Items from a dataset
^^^^^^^^^^^^^^^^

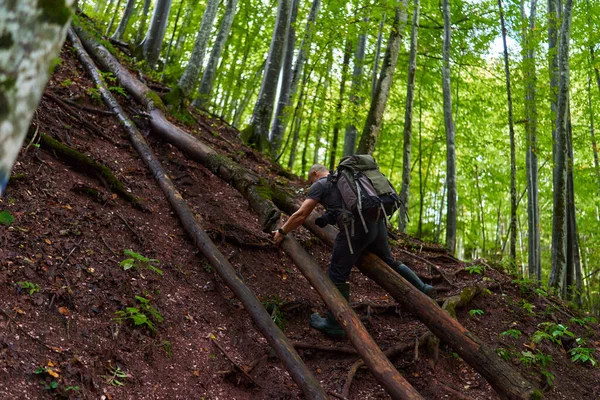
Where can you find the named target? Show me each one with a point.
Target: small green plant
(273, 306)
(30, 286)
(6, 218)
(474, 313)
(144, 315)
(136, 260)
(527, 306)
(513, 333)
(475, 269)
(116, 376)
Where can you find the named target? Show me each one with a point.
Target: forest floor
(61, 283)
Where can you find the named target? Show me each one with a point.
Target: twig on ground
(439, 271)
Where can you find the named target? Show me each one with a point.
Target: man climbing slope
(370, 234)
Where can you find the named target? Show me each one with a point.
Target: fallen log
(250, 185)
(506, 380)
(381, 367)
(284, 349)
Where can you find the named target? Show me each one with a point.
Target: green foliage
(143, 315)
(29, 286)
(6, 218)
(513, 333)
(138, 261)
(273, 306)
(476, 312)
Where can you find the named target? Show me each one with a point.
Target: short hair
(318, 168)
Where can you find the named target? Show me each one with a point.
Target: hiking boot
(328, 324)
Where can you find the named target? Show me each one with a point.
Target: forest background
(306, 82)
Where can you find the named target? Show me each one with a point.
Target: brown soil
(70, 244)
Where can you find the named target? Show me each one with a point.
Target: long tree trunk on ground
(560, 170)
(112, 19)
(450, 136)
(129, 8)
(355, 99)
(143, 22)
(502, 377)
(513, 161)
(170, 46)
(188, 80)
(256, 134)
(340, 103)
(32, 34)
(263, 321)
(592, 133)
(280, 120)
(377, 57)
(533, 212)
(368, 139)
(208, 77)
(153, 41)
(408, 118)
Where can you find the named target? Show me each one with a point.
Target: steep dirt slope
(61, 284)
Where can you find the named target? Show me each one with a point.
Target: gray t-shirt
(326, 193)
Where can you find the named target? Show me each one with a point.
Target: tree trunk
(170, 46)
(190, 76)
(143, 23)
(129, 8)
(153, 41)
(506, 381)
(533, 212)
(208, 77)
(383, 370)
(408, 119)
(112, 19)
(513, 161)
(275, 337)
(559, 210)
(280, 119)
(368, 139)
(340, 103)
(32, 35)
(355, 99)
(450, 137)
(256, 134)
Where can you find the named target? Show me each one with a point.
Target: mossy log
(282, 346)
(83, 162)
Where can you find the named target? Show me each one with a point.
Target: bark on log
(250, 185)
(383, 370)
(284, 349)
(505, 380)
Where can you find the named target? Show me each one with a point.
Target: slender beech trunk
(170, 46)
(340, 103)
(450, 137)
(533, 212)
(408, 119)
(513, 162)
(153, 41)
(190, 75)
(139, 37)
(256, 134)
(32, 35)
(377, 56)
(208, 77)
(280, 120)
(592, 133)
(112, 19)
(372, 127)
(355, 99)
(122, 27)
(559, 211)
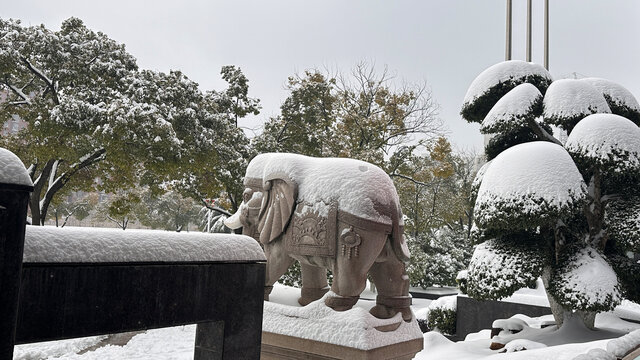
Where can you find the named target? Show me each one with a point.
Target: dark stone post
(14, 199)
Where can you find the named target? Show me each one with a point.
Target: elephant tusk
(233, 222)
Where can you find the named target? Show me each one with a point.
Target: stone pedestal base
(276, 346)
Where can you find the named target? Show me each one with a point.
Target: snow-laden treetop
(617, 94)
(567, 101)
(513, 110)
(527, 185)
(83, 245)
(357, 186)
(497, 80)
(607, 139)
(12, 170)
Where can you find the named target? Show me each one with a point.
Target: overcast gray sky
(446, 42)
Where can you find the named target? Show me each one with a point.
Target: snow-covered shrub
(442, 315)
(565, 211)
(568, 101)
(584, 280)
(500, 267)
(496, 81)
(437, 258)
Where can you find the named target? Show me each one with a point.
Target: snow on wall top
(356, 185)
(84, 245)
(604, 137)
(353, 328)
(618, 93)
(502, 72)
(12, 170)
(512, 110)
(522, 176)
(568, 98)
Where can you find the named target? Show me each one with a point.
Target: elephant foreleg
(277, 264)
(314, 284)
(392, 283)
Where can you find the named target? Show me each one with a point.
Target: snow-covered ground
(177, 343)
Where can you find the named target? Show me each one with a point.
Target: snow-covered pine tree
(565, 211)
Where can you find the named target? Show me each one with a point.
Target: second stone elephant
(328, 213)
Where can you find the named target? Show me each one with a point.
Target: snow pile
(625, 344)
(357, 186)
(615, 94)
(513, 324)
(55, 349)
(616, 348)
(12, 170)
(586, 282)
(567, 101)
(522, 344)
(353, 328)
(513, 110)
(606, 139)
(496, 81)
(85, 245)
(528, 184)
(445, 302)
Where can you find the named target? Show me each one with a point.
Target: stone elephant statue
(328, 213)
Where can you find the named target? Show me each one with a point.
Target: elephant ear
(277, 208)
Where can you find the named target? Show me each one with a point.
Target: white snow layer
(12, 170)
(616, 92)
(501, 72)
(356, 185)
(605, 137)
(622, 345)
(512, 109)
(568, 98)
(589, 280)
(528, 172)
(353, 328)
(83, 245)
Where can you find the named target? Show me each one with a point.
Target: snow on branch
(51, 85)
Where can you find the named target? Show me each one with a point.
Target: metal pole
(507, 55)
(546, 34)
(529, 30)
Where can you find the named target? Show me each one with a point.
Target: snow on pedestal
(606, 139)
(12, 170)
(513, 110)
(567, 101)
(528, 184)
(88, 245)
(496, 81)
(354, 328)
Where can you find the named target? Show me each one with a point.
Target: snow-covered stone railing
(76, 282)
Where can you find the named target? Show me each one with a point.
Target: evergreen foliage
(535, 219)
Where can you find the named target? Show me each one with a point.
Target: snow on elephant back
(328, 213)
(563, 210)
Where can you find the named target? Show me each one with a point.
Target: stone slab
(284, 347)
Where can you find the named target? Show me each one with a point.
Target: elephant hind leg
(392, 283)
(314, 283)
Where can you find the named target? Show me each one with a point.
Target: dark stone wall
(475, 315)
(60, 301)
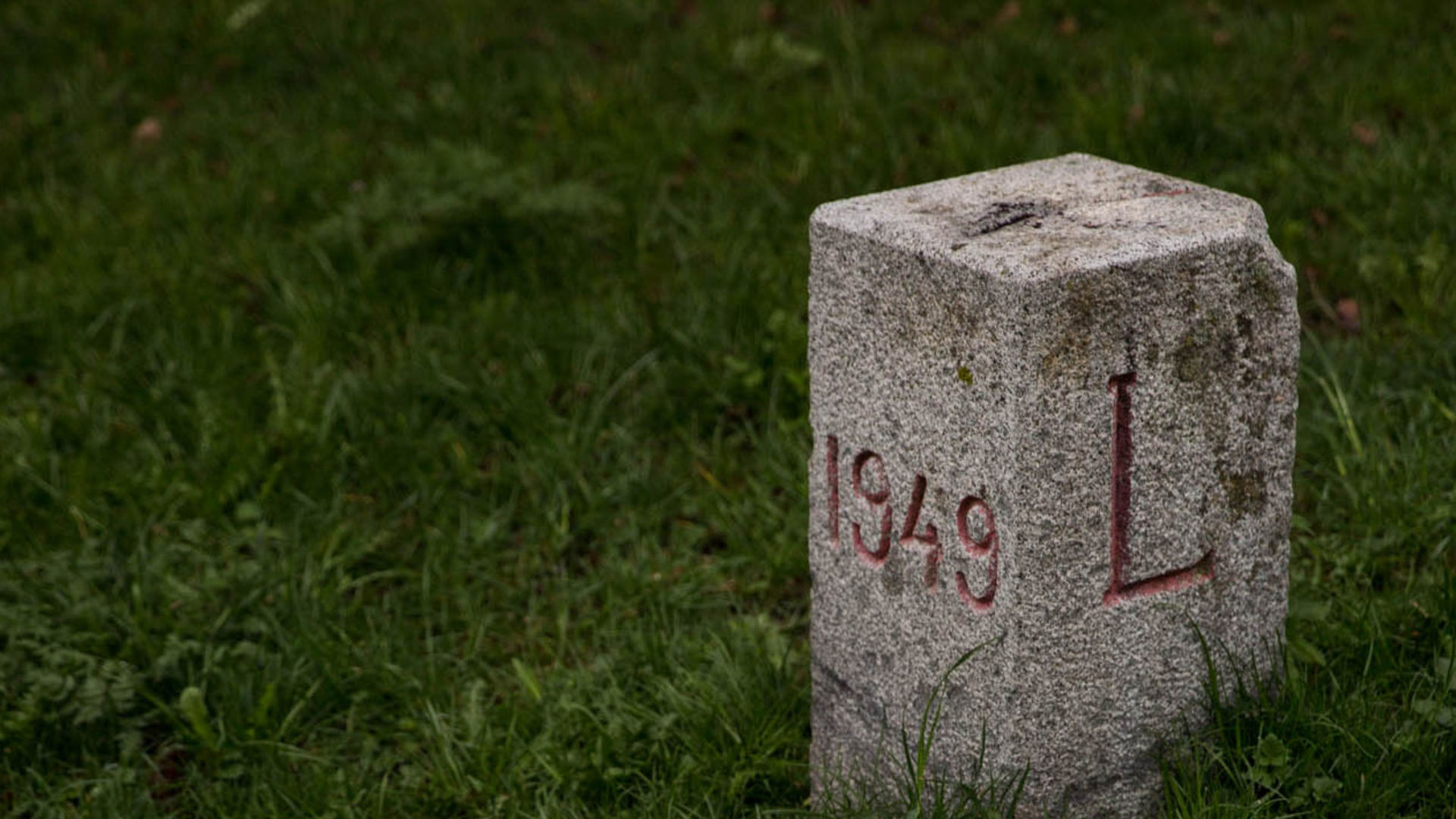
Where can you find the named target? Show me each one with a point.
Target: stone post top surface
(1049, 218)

^^^^^^^^^^^^^^^^

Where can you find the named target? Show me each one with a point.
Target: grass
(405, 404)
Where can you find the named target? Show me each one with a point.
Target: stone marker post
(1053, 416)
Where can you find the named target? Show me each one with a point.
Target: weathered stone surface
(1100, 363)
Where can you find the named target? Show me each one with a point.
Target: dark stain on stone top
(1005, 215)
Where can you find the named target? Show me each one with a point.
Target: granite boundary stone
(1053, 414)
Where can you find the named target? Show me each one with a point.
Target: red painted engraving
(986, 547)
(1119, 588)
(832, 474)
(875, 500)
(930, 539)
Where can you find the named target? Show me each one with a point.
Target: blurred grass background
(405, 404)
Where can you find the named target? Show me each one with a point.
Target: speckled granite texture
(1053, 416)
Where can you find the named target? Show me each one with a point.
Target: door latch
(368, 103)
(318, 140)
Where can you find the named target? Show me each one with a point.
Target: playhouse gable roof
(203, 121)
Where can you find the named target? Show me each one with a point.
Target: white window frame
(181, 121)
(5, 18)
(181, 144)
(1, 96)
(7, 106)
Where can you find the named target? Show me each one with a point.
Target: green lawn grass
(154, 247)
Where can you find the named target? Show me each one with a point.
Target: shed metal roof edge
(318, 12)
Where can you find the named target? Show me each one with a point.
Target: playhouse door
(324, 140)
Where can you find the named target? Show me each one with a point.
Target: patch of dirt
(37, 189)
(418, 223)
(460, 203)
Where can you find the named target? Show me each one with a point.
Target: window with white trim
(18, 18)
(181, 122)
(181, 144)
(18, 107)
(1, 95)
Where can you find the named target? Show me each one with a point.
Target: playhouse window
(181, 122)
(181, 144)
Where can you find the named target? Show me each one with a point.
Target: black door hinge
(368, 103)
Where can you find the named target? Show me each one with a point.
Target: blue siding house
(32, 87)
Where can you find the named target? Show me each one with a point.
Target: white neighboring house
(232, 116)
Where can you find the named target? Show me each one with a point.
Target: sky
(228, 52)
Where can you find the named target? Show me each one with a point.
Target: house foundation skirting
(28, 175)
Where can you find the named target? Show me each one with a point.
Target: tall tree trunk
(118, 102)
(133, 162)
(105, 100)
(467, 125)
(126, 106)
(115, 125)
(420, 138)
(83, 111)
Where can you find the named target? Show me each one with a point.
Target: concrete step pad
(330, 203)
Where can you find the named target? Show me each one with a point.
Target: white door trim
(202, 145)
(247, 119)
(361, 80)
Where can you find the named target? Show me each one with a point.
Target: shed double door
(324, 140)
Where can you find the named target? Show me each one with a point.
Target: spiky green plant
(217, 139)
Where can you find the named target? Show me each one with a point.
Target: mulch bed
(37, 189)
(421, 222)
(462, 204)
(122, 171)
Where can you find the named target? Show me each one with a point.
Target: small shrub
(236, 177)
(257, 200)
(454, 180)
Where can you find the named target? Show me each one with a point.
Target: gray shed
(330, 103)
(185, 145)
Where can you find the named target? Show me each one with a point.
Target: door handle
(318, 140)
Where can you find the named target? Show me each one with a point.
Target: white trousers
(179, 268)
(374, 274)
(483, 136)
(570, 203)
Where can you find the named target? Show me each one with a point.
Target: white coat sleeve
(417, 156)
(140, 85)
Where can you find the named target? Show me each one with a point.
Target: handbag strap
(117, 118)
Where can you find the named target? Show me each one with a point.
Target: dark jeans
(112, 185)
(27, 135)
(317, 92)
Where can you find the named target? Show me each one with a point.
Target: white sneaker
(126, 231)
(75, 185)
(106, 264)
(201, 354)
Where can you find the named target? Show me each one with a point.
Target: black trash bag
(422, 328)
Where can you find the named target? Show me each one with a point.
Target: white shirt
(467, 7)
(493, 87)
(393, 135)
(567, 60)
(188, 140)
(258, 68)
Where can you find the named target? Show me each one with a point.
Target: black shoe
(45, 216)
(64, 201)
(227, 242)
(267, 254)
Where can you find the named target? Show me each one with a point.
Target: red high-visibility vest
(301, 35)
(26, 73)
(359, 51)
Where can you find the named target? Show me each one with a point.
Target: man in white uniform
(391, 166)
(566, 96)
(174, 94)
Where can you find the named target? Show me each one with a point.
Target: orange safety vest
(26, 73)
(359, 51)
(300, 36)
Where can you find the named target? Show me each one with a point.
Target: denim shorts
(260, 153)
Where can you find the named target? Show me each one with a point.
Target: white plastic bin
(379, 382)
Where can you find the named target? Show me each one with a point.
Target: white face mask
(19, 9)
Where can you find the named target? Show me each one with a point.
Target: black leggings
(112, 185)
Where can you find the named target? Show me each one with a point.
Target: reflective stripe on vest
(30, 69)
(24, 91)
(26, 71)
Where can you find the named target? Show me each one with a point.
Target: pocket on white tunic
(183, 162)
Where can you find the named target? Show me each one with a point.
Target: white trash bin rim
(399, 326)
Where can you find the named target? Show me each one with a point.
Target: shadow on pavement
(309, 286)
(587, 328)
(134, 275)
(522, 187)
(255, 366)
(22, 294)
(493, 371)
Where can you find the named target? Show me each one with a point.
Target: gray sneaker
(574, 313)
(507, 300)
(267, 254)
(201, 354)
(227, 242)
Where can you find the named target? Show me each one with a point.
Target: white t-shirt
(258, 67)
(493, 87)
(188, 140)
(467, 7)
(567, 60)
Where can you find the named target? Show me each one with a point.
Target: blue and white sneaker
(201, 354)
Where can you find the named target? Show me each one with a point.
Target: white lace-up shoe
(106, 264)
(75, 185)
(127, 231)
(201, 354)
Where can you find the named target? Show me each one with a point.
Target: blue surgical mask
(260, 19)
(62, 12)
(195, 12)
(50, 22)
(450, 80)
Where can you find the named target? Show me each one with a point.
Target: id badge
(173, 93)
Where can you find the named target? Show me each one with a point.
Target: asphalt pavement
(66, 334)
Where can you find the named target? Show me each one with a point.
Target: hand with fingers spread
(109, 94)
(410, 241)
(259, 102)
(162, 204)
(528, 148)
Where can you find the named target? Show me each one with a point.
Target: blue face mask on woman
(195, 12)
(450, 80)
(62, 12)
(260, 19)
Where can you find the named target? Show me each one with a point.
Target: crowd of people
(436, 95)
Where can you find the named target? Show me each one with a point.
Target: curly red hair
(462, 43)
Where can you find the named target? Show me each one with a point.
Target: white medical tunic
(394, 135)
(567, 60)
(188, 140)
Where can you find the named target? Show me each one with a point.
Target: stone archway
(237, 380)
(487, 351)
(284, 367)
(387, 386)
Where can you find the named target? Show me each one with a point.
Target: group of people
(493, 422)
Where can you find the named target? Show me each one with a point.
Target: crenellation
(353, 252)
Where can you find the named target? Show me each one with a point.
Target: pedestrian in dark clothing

^^^^^^^^^^^^^^^^

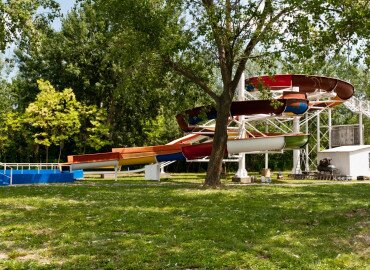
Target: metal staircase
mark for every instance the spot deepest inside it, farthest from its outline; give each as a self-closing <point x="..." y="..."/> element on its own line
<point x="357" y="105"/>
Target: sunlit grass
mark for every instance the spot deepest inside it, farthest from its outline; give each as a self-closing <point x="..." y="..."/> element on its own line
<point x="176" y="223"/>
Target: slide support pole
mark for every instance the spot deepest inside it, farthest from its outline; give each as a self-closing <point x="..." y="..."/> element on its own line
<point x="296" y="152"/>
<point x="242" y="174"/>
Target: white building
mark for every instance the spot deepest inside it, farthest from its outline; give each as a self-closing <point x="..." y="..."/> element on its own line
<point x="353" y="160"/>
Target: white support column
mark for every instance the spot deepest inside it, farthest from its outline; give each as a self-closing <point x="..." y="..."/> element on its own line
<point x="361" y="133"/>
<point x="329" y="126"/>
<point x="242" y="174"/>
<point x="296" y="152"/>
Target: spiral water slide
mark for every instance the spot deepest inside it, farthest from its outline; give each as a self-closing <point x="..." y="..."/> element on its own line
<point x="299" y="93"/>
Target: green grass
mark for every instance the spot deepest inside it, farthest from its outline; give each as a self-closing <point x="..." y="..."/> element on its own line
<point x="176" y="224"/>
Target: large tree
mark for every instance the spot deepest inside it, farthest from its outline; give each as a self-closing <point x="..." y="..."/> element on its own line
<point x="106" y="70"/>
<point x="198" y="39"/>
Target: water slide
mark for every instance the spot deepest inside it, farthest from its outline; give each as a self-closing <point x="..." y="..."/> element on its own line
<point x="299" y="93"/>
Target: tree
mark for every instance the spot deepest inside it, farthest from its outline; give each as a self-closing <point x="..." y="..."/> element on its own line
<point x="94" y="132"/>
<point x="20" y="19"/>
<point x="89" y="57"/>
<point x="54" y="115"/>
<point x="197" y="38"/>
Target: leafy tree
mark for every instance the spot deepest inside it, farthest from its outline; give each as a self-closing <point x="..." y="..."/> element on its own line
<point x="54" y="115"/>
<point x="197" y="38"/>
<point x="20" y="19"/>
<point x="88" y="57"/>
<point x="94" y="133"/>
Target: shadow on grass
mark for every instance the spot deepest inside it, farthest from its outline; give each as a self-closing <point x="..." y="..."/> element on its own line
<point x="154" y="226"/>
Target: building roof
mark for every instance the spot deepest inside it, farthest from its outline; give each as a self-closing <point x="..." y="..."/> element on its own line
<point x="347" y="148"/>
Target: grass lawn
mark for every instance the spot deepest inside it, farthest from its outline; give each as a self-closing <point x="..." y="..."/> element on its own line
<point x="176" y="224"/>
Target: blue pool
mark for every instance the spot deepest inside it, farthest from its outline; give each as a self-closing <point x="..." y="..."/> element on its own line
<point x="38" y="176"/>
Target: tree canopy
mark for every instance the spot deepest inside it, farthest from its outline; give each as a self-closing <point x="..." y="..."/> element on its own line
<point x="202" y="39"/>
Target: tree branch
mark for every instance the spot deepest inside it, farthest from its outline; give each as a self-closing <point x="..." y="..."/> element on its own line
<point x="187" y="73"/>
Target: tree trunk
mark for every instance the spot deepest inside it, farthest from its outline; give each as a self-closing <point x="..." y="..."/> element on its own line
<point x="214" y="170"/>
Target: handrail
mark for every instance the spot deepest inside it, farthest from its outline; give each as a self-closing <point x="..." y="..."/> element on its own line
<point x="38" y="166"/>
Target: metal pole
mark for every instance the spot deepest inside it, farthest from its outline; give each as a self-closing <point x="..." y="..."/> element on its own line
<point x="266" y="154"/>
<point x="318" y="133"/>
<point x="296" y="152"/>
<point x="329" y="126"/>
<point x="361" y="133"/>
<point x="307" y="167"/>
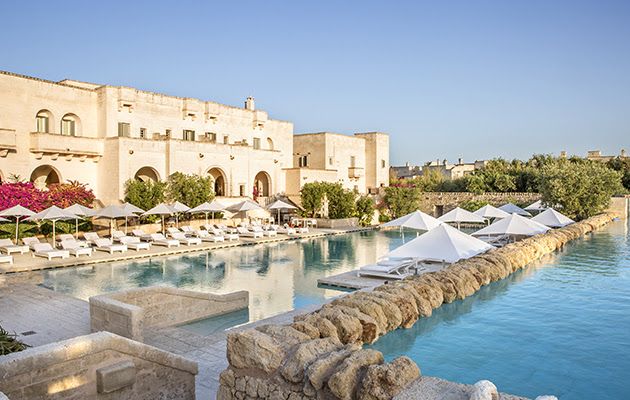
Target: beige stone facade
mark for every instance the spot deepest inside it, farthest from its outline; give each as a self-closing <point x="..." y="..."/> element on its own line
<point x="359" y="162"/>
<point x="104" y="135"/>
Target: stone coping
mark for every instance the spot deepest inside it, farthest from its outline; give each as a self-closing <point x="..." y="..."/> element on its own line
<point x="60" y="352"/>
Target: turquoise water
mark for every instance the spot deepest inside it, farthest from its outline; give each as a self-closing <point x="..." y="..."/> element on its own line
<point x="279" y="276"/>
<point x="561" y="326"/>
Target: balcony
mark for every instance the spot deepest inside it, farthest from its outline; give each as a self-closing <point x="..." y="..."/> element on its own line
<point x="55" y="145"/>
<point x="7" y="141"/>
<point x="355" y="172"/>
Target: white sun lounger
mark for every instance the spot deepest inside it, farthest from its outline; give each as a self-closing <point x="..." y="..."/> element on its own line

^^^^^^^^^^^^^^^^

*Aim of the exercise*. Pull out each line of the entries above that contains the word "wall". Case matters.

*Right answer*.
Target: snow on wall top
Target: dark stone wall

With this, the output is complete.